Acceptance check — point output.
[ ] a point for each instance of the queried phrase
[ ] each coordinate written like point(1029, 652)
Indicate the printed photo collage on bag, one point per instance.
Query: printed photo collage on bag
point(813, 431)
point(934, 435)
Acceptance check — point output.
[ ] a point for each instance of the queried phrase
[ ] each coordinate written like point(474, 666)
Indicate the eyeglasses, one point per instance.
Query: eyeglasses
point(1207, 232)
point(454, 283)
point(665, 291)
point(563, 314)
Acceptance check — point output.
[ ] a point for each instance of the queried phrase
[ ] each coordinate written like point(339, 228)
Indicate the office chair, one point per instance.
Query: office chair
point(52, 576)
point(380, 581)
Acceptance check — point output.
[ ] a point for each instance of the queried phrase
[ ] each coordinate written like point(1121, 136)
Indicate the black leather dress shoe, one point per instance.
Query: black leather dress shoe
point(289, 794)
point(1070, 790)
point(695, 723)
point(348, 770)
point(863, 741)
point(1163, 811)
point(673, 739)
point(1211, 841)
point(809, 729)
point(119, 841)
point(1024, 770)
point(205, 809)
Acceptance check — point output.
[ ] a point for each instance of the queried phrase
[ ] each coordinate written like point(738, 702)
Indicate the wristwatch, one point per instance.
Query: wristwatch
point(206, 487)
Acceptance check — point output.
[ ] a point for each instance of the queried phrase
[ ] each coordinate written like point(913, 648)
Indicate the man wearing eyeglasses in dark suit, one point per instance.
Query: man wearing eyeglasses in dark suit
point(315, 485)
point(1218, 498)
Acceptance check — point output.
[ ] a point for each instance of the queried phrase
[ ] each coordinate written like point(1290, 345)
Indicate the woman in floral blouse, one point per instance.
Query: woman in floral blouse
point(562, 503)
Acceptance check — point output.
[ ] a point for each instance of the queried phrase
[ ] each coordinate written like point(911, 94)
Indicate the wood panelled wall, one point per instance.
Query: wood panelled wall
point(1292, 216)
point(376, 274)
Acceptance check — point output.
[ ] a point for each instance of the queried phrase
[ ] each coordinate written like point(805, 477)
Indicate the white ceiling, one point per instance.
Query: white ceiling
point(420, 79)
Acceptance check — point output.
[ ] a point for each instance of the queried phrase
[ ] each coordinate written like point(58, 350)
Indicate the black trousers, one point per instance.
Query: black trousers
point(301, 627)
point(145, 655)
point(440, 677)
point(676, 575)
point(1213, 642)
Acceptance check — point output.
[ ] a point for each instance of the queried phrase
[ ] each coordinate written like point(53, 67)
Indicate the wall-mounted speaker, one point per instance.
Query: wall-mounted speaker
________________________
How many lines of the entries contain the string "written"? Answer with a number and no other words.

11